Cloud Workstations are remote development machines hosted in Google cloud. Workstations provide a full-featured development experience and allow users to connect a remote machine to VSCode. Workstations provide a development experience similar to your laptop with some key differences.

Workstations…

  • run inside your VPC or cloud network so you can access internal sources
  • are ephemeral and shut down after a maximum runtime
  • run a linux OS and allow you to attach accelerators or change the machine type
  • provide preconfigured environments freeing users from having to worry about their local setup

More details:

Authentication

  • Users authenticate to a workstation via IAM using their LDAP. This means that running gcloud auth login, etc. is necessary to access google services from the workstation. Like on your laptop, this cached credential is valid for 12 hours and persists between workstation sessions.

* _Raw records_:

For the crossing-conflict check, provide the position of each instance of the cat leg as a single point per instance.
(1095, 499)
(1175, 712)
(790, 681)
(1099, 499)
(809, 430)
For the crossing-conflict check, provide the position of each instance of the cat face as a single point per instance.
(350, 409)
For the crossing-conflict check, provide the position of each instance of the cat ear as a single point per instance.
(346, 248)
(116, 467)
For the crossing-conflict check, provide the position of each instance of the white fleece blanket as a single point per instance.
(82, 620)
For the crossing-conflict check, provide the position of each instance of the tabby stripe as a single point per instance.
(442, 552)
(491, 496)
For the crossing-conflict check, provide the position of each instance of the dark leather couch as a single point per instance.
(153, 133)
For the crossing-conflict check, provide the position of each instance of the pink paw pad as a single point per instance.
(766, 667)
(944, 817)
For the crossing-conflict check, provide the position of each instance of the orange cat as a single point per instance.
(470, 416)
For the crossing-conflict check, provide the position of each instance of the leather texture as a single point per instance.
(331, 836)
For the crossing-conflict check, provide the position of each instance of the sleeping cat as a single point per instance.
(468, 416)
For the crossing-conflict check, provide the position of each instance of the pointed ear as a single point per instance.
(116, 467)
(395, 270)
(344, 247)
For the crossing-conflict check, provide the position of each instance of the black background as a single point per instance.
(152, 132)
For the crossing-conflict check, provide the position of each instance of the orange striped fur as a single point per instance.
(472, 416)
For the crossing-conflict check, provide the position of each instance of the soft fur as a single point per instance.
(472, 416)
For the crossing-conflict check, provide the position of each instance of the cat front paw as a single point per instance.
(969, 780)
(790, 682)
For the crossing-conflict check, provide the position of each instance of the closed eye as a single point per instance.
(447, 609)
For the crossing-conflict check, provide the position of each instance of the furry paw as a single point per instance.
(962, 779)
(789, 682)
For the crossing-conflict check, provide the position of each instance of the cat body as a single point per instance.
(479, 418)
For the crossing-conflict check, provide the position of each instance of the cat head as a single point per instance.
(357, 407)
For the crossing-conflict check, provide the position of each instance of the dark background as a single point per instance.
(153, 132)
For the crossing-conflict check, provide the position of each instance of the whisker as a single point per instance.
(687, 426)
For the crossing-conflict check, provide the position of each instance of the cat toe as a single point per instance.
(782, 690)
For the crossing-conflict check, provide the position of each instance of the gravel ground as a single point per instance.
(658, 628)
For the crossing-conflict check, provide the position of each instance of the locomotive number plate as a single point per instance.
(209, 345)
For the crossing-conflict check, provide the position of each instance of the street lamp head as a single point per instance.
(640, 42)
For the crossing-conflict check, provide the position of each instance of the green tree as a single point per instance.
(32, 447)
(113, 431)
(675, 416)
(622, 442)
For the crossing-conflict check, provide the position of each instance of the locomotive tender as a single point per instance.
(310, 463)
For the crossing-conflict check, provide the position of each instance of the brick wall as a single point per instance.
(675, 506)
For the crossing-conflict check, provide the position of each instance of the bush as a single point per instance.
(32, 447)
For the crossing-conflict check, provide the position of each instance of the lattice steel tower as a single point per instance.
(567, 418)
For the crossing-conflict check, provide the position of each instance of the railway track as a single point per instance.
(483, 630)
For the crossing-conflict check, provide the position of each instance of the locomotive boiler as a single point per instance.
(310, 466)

* _Requirement_:
Pick up the Cloud Workstations text after its last sentence and continue it. The listing is separate material and has no connection to the Cloud Workstations text.

* _Final result_:
  • Compared to VertexAI notebooks and CustomJobs, which are typically run as a service account, workstation sessions have more narrowly scoped access. By default, only the creator of a workstation has access to that workstation instance.

Configuration

  • Like your laptop, workstations will go to sleep/shutdown after a period of inactivity. Additionally, there is a maximum runtime before it is shut off. These values are set in the workstation definition (config), and we have started with some defaults. This activity is measured via SSH or HTTP traffic. Furthermore, anything in /home/ will persist between sessions.

IDE

  • There are two ways to use the IDE:
    • via the web browser, which does not requires an SSH connection, ensuring low latency
    • by attaching your IDE remote workstation via the remote SSH extension
  • Google has some examples of the open source VSCode and Jetbrains.

Setup

Install the workstation CLI using pip or (recommended) pipx

pipx install cloud-workstation

Usage

Determine the type of workstation you want to create

Using the command workstation list-configs you can see all configs that are available to you. New workstation configs can be added by an admin. If you have questions about which config to use or have a use case for a new config, please reach out ot #machine-learning-tools.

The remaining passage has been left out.